* What the exercise asks:
Rewrite all of the material below, substituting "mark" for every occurrence of "pick out" and leaving everything else unchanged. Omit the pictures from your output.

** start Exercise inputs **

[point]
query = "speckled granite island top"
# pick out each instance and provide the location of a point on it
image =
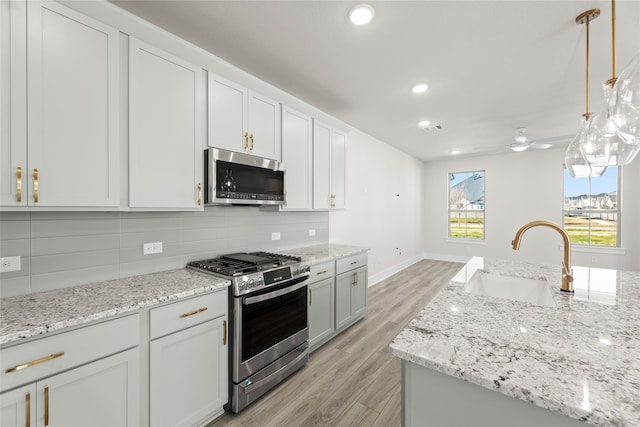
(322, 253)
(35, 314)
(580, 358)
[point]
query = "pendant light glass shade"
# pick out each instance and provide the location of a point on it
(574, 160)
(625, 103)
(603, 144)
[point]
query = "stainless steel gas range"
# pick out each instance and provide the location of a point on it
(269, 330)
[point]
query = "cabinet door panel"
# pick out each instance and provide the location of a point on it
(18, 407)
(189, 375)
(227, 114)
(343, 299)
(338, 165)
(264, 123)
(297, 156)
(72, 108)
(102, 393)
(359, 293)
(321, 308)
(166, 140)
(321, 166)
(13, 102)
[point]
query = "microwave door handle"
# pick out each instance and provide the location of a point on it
(274, 294)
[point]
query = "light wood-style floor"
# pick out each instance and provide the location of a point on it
(353, 380)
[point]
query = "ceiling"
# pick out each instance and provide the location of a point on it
(491, 66)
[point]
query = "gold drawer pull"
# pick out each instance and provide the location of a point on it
(224, 334)
(19, 184)
(34, 362)
(28, 410)
(46, 406)
(35, 185)
(191, 313)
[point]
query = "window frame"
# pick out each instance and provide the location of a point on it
(467, 211)
(617, 212)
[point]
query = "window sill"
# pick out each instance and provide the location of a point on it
(597, 250)
(466, 241)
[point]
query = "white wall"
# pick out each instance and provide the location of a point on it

** end Exercise inputs **

* Answer:
[point]
query = "speckled granite island top"
# mark each instance and provide the location of a point on it
image =
(322, 253)
(35, 314)
(580, 358)
[point]
query = "pendant light glass shade"
# mark each instance and provide the location of a point on it
(574, 160)
(625, 103)
(603, 144)
[point]
query = "stainless steel gas range"
# mark each instance and provide the location of a point on it
(269, 330)
[point]
query = "cabinet door panel"
# mark each instance and provide the location of a point on it
(18, 407)
(189, 375)
(227, 114)
(343, 299)
(338, 165)
(264, 123)
(297, 156)
(72, 108)
(102, 393)
(359, 293)
(321, 308)
(166, 140)
(321, 166)
(13, 102)
[point]
query = "microwave door handle"
# mark each instance and provide the location of a point on it
(274, 294)
[point]
query = "light wood-style floor"
# mark each instance and provide the location of a point on it
(353, 380)
[point]
query = "ceiling"
# mark each instance and provide the location of a point on it
(491, 66)
[point]
query = "gold drawer pull"
# mark each instance and provide the location of a point on it
(224, 334)
(19, 184)
(34, 362)
(28, 410)
(46, 406)
(35, 185)
(191, 313)
[point]
query = "window frame"
# mark each instance and provide the location of a point on it
(467, 211)
(617, 212)
[point]
query = "window sill"
# mark each instance and provide the location of a point on it
(597, 250)
(466, 241)
[point]
query = "white wall"
# mark each instance and provide the location of a point on it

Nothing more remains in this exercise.